→ WORK INSTRUCTIONS: Pull out every line of the rows below that contains the word "person", and list those lines unchanged.
=== EXTRACTED INFORMATION ===
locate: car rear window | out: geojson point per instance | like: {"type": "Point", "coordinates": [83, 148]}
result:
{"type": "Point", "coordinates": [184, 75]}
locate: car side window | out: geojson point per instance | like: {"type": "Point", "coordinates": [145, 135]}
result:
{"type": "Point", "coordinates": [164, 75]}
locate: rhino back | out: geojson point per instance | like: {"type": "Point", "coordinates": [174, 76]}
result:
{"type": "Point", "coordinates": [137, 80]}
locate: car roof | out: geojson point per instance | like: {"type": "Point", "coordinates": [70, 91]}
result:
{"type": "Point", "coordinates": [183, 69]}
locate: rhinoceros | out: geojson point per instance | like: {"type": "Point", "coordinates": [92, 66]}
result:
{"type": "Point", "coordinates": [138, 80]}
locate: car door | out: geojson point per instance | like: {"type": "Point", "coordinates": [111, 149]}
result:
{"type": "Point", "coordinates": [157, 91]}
===
=== EXTRACTED INFORMATION ===
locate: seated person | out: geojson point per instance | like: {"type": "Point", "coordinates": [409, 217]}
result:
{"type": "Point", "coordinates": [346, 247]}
===
=== EXTRACTED INFORMATION ===
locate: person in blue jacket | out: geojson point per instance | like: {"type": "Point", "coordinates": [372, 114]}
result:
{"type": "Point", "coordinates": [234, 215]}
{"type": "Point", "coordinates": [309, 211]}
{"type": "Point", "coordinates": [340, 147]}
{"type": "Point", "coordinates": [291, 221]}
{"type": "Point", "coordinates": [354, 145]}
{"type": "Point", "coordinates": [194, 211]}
===
→ ANSWER TO THIS EXERCISE:
locate: seated person | out: geojson point per instance | like: {"type": "Point", "coordinates": [409, 217]}
locate: person in blue jacket | out: geojson point per instance | like: {"type": "Point", "coordinates": [372, 114]}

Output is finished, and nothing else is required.